Point annotation rows:
━━━

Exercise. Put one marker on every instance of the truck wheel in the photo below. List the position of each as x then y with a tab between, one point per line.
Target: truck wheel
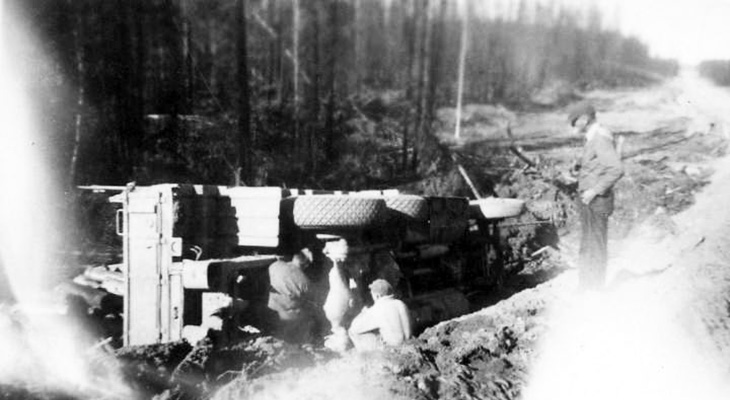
337	212
409	207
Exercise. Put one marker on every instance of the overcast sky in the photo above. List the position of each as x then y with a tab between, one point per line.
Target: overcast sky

━━━

* _Prompt_:
Present every line of the rows above as a Markdown table with the columns "No." and "Line", numbering the lines in sequence and omitting blank lines. Leave the pictures out of the answer.

* _Answer for the task_:
| No. | Line |
|---|---|
| 1 | Exercise. Put one marker on every instance of the truck wheel in the photo below. List the position of each as x then y with a tab between, one point per line. |
| 2 | Target: truck wheel |
| 3 | 337	212 |
| 4 | 409	207 |
| 5 | Exercise. Put one marker on every instance of the overcast sky in the photo above. List the position of each as x then y with a tab between, one point per line. |
| 6 | Target: overcast sky |